Extrait du document:

Lorsque je suis entrée dans la cuisine, j’ai ressenti une émotion de grande familiarité. J’étais aussi très troublée. Je me sentais si grande en proportion de la petitesse de la pièce. Enfant, elle me semblait gigantesque, pleine de coins et recoins comme si chaque armoire était un univers en soi.
Rien n’avait vraiment changé me suis-je dit quand je suis entrée la minuscule salle de bain. Mais moi, oui, j’avais énormément changé. Tous les souvenirs se sont percutés en un seul, sorte d’épouvantail qui me semblait dérisoire. Il m’était donné de voir le réel en confrontation de mes souvenirs d’enfant. Ainsi ce décor portait les traces de mes drames et ils étaient à la fois si proches comme suintant des murs et à la fois si loin de mon monde d’aujourd’hui.

Consigne de l'exercice:
Recopiez, s'il vous plaît, le passage de l'extrait du document compris entre « Lorsque je suis » et « univers en soi. », inclus, en substituant « salle à manger » à « cuisine ».

Entrées du corpus:
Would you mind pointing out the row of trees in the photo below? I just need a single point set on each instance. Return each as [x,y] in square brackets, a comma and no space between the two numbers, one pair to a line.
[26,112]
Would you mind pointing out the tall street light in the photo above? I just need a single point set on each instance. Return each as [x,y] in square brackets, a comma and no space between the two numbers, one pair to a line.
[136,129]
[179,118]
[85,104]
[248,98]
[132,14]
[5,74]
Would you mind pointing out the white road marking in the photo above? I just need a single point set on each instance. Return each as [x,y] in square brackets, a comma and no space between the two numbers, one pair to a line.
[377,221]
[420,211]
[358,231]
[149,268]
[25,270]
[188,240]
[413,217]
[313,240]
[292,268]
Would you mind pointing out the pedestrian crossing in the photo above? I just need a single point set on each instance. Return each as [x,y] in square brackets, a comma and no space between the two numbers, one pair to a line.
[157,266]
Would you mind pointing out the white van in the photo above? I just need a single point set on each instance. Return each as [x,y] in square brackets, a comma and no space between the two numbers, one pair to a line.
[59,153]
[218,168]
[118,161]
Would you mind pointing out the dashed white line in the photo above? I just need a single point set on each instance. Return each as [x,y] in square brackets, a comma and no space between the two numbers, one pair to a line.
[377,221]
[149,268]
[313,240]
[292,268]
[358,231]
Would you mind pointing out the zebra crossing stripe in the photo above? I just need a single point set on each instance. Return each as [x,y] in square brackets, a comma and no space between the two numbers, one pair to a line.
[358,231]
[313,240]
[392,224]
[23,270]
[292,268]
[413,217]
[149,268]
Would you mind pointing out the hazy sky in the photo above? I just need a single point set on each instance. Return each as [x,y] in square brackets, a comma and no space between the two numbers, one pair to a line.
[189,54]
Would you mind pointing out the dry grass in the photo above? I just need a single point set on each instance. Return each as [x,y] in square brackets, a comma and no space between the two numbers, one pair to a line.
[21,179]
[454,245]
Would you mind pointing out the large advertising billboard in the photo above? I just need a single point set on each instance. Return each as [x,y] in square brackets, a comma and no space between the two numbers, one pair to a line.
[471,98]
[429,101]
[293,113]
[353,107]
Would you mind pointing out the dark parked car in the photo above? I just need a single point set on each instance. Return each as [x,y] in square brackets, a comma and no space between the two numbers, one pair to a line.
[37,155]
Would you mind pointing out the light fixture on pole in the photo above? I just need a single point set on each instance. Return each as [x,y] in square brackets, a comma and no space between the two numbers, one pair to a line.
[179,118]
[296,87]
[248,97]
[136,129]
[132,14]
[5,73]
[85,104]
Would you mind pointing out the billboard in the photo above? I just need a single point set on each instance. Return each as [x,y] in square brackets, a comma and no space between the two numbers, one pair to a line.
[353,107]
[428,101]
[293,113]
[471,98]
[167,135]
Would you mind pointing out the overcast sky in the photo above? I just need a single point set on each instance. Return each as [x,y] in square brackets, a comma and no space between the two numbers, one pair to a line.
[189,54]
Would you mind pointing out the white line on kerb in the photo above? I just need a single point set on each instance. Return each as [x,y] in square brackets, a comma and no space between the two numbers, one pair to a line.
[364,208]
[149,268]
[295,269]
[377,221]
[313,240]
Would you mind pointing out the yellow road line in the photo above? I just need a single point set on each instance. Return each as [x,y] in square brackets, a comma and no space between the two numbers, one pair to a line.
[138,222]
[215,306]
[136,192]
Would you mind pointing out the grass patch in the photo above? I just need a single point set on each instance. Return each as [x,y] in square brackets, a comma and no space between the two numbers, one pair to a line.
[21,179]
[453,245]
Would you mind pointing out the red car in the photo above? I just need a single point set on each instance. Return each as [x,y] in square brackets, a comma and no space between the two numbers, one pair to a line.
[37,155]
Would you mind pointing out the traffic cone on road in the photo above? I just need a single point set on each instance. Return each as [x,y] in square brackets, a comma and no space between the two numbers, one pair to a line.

Réponse rédigée:
Lorsque je suis entrée dans la salle à manger, j’ai ressenti une émotion de grande familiarité. J’étais aussi très troublée. Je me sentais si grande en proportion de la petitesse de la pièce. Enfant, elle me semblait gigantesque, pleine de coins et recoins comme si chaque armoire était un univers en soi.